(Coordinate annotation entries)
———

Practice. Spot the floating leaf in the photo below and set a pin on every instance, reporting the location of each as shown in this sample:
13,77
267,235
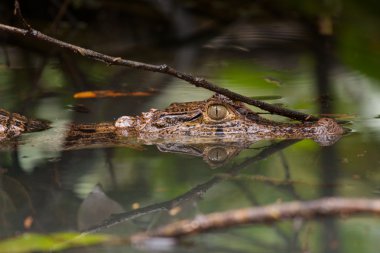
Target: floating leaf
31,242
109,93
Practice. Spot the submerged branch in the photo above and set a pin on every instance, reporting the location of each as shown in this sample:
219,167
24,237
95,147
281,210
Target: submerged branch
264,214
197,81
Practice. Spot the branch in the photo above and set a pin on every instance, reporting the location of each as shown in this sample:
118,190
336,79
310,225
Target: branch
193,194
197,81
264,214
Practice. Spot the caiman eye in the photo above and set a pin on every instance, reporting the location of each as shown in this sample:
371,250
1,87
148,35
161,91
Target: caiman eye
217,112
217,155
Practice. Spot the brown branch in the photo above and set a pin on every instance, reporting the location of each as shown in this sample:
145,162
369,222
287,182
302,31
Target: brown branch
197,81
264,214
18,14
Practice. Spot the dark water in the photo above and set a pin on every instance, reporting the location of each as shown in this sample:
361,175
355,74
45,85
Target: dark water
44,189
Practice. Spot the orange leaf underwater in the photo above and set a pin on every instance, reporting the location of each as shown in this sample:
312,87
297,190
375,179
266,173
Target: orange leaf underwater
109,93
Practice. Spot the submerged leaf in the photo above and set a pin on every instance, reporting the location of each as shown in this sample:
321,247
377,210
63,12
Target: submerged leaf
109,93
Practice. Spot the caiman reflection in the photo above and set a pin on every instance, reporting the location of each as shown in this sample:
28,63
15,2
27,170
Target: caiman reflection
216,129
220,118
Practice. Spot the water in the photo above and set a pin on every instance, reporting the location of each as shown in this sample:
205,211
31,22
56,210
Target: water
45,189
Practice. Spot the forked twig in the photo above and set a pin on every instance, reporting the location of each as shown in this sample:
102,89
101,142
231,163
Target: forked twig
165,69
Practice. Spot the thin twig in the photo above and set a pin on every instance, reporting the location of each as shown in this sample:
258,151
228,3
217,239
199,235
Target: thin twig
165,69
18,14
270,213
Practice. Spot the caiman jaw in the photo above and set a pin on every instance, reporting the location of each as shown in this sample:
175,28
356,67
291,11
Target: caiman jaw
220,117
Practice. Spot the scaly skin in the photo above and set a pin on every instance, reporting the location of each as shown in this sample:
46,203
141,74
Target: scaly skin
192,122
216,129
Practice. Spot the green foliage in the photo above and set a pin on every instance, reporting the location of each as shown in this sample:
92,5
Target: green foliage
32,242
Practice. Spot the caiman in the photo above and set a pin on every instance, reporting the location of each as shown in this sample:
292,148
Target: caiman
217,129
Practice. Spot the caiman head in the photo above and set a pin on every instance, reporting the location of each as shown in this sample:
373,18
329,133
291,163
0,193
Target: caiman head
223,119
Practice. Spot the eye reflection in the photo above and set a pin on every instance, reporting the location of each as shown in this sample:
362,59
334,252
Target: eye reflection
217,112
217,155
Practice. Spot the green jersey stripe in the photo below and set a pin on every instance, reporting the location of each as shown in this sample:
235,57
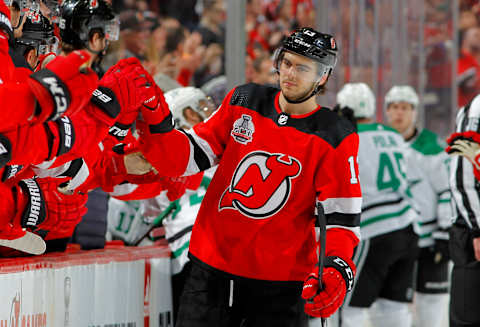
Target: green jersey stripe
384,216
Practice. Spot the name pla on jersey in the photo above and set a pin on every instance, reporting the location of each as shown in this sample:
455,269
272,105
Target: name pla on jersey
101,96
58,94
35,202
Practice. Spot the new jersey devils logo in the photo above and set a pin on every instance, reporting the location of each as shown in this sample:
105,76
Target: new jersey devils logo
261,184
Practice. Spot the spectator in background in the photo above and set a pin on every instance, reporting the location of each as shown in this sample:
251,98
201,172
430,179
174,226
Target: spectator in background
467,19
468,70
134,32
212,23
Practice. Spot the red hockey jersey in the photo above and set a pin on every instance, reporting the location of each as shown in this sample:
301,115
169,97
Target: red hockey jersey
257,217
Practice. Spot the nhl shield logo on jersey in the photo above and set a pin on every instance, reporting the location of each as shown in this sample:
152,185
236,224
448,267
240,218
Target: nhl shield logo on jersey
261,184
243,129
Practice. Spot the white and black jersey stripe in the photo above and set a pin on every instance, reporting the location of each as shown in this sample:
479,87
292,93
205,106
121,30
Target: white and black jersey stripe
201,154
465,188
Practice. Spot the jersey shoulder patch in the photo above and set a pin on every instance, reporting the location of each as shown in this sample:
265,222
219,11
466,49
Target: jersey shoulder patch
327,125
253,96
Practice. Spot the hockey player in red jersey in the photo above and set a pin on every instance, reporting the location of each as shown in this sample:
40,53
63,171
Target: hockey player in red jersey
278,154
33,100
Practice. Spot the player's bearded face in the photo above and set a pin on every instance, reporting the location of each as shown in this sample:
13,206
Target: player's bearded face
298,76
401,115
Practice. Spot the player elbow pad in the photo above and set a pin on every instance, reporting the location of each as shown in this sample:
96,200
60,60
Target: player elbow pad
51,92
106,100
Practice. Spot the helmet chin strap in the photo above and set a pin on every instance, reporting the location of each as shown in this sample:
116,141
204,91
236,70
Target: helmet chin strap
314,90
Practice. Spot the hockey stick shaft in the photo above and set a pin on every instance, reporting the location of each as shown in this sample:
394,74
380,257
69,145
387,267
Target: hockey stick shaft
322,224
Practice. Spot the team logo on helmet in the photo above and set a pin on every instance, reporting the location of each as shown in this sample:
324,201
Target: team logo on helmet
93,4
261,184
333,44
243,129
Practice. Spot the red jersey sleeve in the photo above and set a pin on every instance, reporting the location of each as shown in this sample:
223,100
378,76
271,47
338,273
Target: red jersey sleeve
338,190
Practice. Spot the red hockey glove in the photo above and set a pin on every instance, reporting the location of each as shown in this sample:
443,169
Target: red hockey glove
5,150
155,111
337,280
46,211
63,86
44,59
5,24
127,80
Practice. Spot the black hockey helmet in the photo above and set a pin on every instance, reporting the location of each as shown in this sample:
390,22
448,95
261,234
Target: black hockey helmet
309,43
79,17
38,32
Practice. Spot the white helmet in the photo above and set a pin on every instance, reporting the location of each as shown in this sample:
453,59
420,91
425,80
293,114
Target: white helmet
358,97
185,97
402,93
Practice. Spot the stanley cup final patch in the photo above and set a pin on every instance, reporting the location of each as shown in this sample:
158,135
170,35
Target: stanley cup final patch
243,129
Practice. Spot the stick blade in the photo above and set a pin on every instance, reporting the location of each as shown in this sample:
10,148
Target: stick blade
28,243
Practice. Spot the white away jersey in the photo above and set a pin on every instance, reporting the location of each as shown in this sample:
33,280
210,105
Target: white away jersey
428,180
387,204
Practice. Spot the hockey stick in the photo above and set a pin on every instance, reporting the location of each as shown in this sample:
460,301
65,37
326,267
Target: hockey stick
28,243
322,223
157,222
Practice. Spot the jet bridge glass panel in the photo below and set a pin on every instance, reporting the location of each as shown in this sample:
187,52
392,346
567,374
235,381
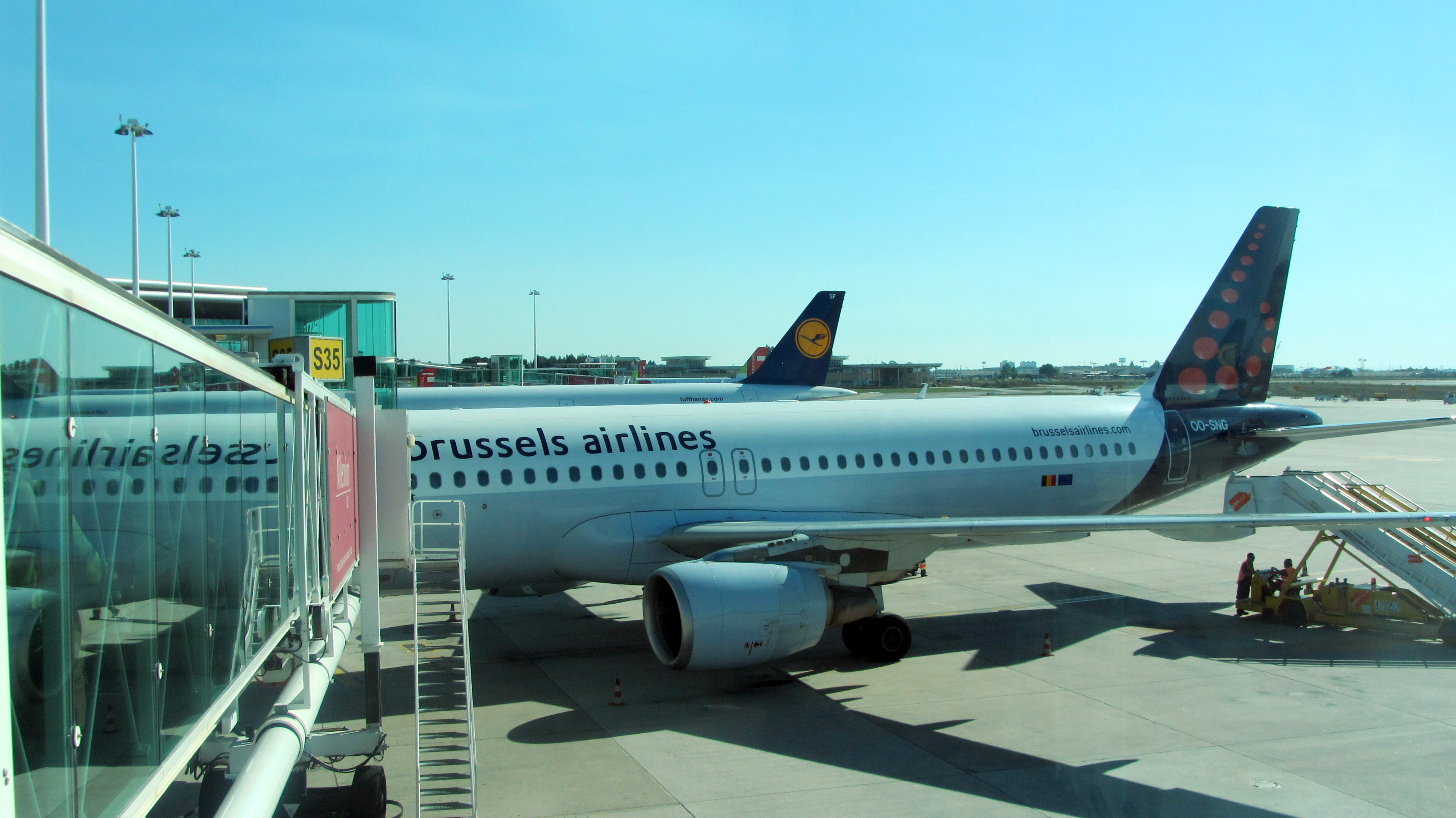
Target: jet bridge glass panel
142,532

———

(The problem): Retype every record above exactly as written, but leave out the pictures.

(Exercise solution):
Practice. Spot the floating leaf in the photo below and set a pin on every instance, reporting the location of each as shown in this sample:
13,77
267,235
Target: floating leaf
31,242
109,93
Practice. Spot the submerged branch in the photo above and set a pin on every instance, reporting the location of each as shown in this sample:
219,167
24,237
95,147
281,210
Target: submerged branch
264,214
197,81
Practice. Spot the branch in the photo above and set a pin on every instance, reporting the location of each as shown in this sample:
118,190
336,79
310,225
Target: branch
193,194
197,81
264,214
Practice. Spot the caiman eye in the photo above and set a pin on every instance, reporting the location of each as shown in this sample:
371,250
1,87
148,35
161,91
Target: caiman eye
217,112
217,155
Practice. Spot the brown branch in the photo above and set a pin on every instance, reporting the location of each as shown in this sample:
145,162
369,222
287,182
302,31
Target: brown branch
197,81
264,214
18,14
Practice. Spot the dark water in the photo above and set a pin on every instance, reporting the location of each as shown in this sample:
361,175
355,74
45,85
Target: dark water
44,189
Practice. Spot the orange leaf underwater in the photo above and set a pin on every instance, reporting the location of each as shown in this sample:
312,87
297,190
375,179
266,173
Target: orange leaf underwater
109,93
Practice. Spot the submerged leaf in the photo above and set a pin on every instance, reporting the location of each as shown in this sample:
321,247
377,210
63,12
Target: submerged leaf
109,93
Practice. Spot the caiman reflection in the photo above and set a pin on every instance, reporting the location of each as shown in this sample:
28,63
15,2
27,170
Target: caiman reflection
216,129
220,118
Practice. Spot the water in the photo above and set a pin on every instance, reporting the location of each as shown in this sample:
205,211
31,22
56,210
Target: water
45,189
Practice. Spot the forked twig in the photo above and set a pin on every instance, reporting the location of each as shown in this sample:
102,89
101,142
231,163
Target: forked twig
165,69
Practice. Spot the thin twig in the photo above and set a pin on every instance, reporting the location of each as shown in this sample:
258,151
228,3
217,239
199,235
Target: thin twig
165,69
18,14
270,213
Practice. Spot the caiman jaw in the photo above and set a pin on every instance, reporting the location of each as shown in this sample:
175,28
356,67
291,11
Target: caiman jaw
220,117
Practice. Spot the scaly skin in the photo above and set a pin on every instance, reporting the location of each as shown in this sample:
46,203
141,74
Target: scaly skin
192,122
216,129
Practice. Spot the green foliage in the photo above and set a pin on every instance, reporting the location of each as shown in this sample:
92,5
Target: green foliage
32,242
Practice. Spot the caiman in the photo above and set a pin on every instance, reporting the location of each as shown in this sample:
292,148
Target: caiman
217,129
Practice. Spot the caiman head in the photo above and set a pin on every instance, reporting the location of each as shown in this sample:
373,18
329,133
291,163
0,193
Target: caiman head
223,119
Practice. Spot the eye reflection in the photo above and set a pin on every instance, reporting the location of each as shown in this sample:
362,59
334,252
Target: eye reflection
217,112
217,155
Practice. Spot the green jersey stripe in the photo below and set a pin on every instance, reporting the location of each as shown in this sample:
235,57
Target: green jersey stripe
384,216
Practice. Spot the name pla on jersey in the photo above and set a pin on every instance, reporting the location of each as shown in this sample:
455,269
272,105
Target: name pla on jersey
101,96
58,94
35,202
Practice. Spot the new jersey devils logo in the photo above and set a pin on every instance, reporting the location of each as shown in this sample:
105,76
Target: new jersey devils logo
261,184
Practice. Spot the spectator in background in the photo above and set a pin on every instance, reporting the location of each as shown in this sample:
251,98
201,172
430,179
174,226
Target: spectator in background
467,19
468,70
134,32
212,23
Practice. Spot the red hockey jersey in the photo above and set a pin on every instance, reporting the location of each as shown in this sample:
301,115
169,97
Target: red hockey jersey
257,217
Practice. Spot the nhl shield logo on jersey in the photo above and set a pin on every instance, reporting the location of each as shown in this sample:
152,185
236,224
448,267
240,218
Target: nhl shield logo on jersey
261,184
243,129
Practice. Spot the white and black jersey stripe in the photo above and set a pin on every instance, reporting the location of each as shown in this sample:
479,87
292,93
205,106
121,30
Target: white and black jersey stripe
201,154
465,188
Practice. Spot the jersey shoulder patch in the photo above and set a pin on every instance, reporting the location of each as shown in this sample:
265,222
219,11
466,49
Target: jersey shoulder patch
327,125
253,96
Practice. Spot the hockey player in red jersey in the photo above and set a pin on every instance, reporting the location of each as shown in this sample:
40,53
63,171
Target: hockey player in red jersey
278,154
33,100
Practice. Spot the player's bearded face in the photo above and set a pin on every instance, reporting the location of each as shown in this sample:
13,206
Target: player's bearded face
298,76
401,115
Practice. Spot the player elbow pad in the photo above and set a pin on every instance, reporting the location of each as shown in this sample:
96,200
60,60
Target: player elbow pad
51,92
106,100
Practice. Spot the helmet chin strap in the photo above and set a pin on every instance, reporting the location of each as shown in this sample:
116,141
204,91
236,70
Target: helmet chin strap
314,90
Practice. Spot the hockey stick shaft in the photo above and set a pin on every instance, reporting the location of each as shown in this sample:
394,74
380,257
69,145
387,267
Target: hockey stick shaft
322,224
Practice. Spot the team logo on helmet in the photo above and set a pin on every instance, reporting the location of each as shown in this sample:
324,201
Target: team logo on helmet
93,4
261,184
333,44
243,129
Practice. Spot the red jersey sleeve in the photo above and set a pin on every instance, reporting the location of each as shown in this sample:
223,100
378,76
271,47
338,273
Target: red jersey sleeve
338,190
Practice. Spot the red hockey glove in the photo above and set a pin on every instance, reporting the location of each as shown in this sample:
443,169
Target: red hockey glove
5,150
155,111
337,280
46,211
63,86
44,59
5,24
127,80
Practice. Spot the black hockey helmet in the photo above and set a pin on every instance, reporting the location of each as shown in this sample:
390,22
448,95
261,234
Target: black hockey helmet
309,43
79,17
38,32
Practice. Spot the white helmet in the photo above and set a pin on every instance, reporting the location of each as shown in this sample:
453,59
420,91
425,80
293,114
Target: white helmet
358,97
185,97
402,93
Practice. Spot the stanley cup final patch in the photo above and set a pin on every instance, reporting the location of each as shown in this sample:
158,135
170,35
Target: stanley cup final patch
243,129
Practice. Spot the stick blade in the photo above and set a pin on every instance, reporting the location of each as shown in this sample:
10,148
Target: stick blade
28,243
Practice. Spot the white away jersey in the photo above and set a pin on every instance, reporting the location of each as shown in this sample:
33,280
210,105
Target: white away jersey
428,180
387,204
Practice. Spot the hockey stick in the photo above and set a pin on every instance, reporting the location of each as shown in this sample:
460,301
65,37
326,267
Target: hockey stick
28,243
322,223
157,222
Practice. Spot the jet bridge glass panel in the photo below and set a pin on every instance, reporting the location of each as shown in this sample:
187,52
392,346
567,374
235,381
Target: jet bridge glass panel
142,532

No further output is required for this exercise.